Do this
Repeat the material exactly, leaving nothing out.

________________________

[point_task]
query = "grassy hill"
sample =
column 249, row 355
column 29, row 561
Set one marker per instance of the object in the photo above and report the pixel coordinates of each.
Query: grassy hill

________________________

Output below
[point_task]
query = "grassy hill"
sample =
column 249, row 355
column 29, row 561
Set one marker per instance of the object in the photo above and report the pixel coordinates of each.
Query: grassy hill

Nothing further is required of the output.